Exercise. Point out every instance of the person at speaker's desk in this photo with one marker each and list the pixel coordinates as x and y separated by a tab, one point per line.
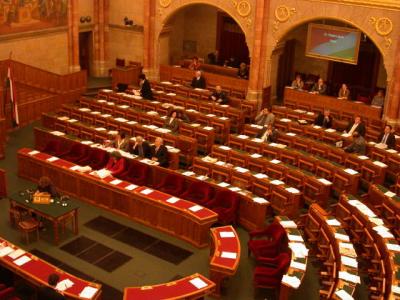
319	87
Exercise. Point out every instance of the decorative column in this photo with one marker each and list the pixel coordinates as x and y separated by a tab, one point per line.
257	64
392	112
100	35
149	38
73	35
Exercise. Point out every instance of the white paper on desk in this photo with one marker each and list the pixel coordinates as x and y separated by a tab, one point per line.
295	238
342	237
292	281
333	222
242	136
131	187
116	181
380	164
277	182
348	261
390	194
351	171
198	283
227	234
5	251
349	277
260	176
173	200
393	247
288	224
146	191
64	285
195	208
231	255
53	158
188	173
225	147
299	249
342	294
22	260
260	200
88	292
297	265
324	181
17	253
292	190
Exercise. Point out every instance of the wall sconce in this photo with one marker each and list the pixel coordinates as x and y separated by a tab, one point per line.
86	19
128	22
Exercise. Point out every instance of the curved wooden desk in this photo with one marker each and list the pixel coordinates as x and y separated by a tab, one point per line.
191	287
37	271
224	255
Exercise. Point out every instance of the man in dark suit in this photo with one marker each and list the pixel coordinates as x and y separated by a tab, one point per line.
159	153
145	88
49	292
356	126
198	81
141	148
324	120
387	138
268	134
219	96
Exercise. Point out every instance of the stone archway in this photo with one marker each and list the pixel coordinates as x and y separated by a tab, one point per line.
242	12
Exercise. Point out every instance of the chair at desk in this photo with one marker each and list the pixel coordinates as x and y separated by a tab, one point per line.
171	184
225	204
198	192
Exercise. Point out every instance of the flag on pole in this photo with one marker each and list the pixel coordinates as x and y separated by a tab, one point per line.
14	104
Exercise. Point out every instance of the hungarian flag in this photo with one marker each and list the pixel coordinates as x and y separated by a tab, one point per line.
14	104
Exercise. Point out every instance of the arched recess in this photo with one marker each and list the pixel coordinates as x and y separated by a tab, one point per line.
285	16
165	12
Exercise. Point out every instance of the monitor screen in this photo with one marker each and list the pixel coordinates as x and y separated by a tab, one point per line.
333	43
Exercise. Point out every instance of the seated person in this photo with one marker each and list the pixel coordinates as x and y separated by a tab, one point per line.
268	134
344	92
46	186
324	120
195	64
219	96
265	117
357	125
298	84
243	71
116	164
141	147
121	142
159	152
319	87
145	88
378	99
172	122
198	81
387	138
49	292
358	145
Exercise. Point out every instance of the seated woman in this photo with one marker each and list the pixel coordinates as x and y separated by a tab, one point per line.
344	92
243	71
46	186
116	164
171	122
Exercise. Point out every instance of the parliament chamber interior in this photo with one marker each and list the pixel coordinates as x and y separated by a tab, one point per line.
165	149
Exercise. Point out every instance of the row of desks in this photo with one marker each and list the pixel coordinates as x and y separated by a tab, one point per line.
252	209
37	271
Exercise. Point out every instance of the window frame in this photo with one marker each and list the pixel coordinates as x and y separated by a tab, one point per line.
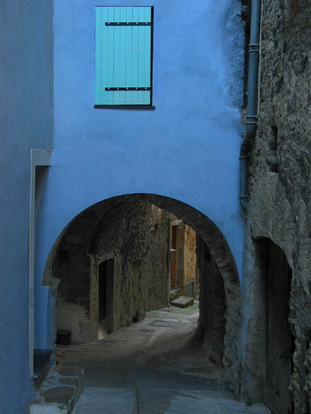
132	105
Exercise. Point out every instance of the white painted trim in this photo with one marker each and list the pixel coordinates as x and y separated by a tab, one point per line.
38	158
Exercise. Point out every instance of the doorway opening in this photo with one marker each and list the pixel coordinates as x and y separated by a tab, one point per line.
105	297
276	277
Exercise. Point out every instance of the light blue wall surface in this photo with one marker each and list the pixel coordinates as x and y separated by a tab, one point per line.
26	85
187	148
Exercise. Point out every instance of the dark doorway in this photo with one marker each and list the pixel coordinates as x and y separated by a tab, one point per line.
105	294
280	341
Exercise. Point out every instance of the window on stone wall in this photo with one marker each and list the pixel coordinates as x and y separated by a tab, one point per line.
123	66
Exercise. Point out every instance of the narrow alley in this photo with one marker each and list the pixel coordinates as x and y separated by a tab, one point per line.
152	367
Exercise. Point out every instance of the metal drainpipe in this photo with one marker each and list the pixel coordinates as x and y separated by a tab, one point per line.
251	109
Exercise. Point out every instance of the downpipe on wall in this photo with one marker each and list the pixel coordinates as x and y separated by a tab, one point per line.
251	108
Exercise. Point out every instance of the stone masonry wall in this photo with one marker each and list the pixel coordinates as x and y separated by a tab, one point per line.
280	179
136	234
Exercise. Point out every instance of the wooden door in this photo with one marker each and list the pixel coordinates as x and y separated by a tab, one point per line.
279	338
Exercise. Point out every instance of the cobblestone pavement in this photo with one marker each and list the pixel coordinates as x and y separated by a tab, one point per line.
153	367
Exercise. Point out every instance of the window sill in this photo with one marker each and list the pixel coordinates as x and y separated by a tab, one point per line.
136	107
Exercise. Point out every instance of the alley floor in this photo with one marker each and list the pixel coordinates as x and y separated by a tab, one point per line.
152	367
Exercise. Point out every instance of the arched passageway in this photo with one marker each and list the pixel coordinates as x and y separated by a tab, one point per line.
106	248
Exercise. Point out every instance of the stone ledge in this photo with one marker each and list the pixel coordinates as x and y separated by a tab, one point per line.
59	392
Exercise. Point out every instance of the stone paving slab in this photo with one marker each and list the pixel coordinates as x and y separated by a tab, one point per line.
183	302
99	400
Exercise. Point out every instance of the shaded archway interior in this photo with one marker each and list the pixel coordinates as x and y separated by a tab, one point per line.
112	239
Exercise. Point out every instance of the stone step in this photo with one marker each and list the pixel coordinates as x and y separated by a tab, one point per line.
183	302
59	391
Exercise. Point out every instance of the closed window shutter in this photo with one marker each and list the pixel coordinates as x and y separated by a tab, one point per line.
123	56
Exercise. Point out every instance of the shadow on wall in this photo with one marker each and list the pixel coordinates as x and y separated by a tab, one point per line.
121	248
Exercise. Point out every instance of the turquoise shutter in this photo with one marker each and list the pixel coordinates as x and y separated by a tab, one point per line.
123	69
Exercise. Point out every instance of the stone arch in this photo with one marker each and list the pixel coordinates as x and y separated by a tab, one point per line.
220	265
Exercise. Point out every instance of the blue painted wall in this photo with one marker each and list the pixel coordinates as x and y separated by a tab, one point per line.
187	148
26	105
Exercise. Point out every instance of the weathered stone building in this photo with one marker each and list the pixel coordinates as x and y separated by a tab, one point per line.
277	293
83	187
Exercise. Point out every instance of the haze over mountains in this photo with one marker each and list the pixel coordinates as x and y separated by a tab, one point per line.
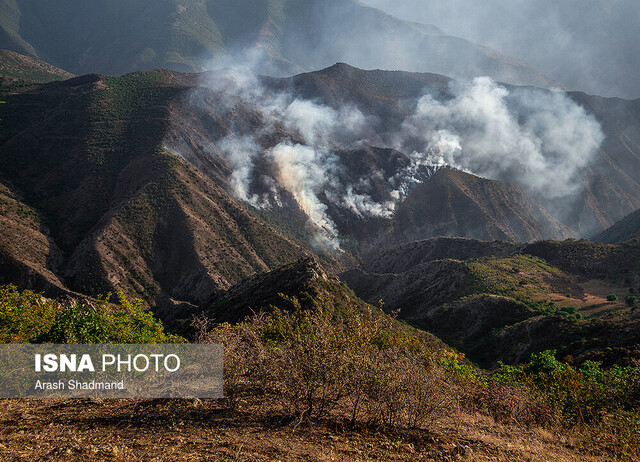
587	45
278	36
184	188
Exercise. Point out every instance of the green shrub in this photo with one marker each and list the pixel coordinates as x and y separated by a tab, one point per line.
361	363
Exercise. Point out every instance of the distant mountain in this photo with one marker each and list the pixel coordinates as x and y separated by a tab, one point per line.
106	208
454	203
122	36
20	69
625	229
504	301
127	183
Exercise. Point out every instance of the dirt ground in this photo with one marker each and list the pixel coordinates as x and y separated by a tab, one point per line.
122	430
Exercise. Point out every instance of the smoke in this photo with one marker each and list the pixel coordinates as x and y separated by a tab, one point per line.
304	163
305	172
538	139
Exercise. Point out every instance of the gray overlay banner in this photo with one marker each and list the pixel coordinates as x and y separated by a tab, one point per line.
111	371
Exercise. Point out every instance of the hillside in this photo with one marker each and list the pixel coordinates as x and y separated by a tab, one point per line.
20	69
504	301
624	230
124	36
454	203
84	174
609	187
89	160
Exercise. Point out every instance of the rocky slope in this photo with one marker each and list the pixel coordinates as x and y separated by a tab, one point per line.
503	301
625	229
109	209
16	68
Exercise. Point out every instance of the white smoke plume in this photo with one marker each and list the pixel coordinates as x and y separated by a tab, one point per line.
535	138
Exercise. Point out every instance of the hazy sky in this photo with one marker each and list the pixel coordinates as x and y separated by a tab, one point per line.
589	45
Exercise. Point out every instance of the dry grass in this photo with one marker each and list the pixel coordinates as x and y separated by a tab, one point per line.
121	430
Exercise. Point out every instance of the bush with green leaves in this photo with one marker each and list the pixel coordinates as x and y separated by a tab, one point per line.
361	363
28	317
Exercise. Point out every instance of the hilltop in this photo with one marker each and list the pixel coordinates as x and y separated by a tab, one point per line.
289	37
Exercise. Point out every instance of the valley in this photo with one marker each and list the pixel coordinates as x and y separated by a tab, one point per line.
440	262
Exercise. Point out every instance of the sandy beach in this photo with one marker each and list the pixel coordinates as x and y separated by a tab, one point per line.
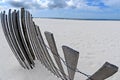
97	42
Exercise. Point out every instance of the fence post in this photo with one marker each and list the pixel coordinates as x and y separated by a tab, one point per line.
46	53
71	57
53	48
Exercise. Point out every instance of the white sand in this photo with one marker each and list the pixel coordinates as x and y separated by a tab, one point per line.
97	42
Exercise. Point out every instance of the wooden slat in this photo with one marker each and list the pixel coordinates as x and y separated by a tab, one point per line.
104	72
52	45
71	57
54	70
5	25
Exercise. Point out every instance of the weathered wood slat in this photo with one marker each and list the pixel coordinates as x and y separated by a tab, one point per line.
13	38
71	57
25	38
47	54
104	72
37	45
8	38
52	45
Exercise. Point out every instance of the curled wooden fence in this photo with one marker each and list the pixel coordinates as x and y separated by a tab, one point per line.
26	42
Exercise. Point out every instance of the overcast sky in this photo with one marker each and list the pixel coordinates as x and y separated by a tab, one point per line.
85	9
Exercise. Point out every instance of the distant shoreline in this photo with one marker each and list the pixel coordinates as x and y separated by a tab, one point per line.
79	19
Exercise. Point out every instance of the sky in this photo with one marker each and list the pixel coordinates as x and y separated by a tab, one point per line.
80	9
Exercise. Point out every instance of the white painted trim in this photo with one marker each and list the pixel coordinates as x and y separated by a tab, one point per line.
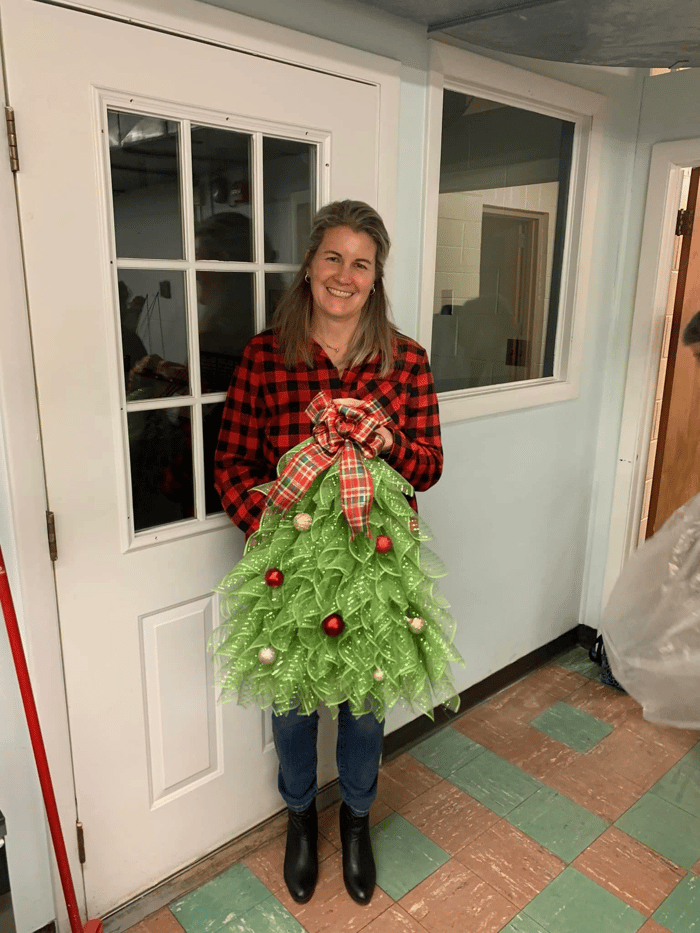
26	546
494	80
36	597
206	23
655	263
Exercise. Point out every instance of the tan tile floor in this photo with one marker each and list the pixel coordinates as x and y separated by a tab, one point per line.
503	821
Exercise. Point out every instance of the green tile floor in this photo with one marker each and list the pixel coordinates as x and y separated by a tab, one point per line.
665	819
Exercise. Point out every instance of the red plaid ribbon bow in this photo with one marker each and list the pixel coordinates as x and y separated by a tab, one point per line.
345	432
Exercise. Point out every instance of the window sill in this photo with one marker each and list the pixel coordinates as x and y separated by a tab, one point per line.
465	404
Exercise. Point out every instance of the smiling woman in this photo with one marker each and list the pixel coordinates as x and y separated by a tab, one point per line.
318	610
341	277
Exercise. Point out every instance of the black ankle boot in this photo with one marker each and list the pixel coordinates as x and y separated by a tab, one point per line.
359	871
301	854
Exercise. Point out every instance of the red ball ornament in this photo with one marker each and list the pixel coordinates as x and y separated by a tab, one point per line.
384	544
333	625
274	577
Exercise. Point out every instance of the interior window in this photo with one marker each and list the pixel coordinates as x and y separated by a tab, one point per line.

◆ ◆ ◆ ◆ ◆

*Short problem:* Return, unchanged, each line from the line containing "Exercise. Point out every instance of the tan" through the last line of the material.

*Exercise result:*
Exercise. Point out every instance of the tan tile floor in this photo with one marker each and list the pixel coordinates as x and y separated by a tab, one point per line.
503	821
Exercise. Point out every instance of the green tile floor in this photo with one marker each and list the pixel coordinates as x and y separated by a tab, one point per line.
665	819
Exercise. Point out every instance of the red plaid ribbon bow in this photo with one marker each and list the pixel coordinates as x and y separated by a tab, one point per line.
345	432
Exercise. Point out every instance of the window sill in this photo with one marker each and list the pixel coordinates as x and y separated by a tab, one point per line.
465	404
Exercise. Point out every instance of the smiling woman in this photo with one marker each and list the pixel coordinates as x and y separated by a tab, one point per line.
318	610
341	277
Exercise. Point out every instance of the black ankle boot in this photo with one marker each and list the pixel coordinates as x and y separated by a tab, one point per line.
359	871
301	854
Exercise. Point out every instance of the red ball ornament in this photo with one marker each and list the pixel coordinates as x and y separated by a tab, one point per line.
384	544
333	625
274	577
Exercise. Point out every instance of the interior window in this photo with one marker each and list the pixel coordinates as x and y separated by a tab, one point per line.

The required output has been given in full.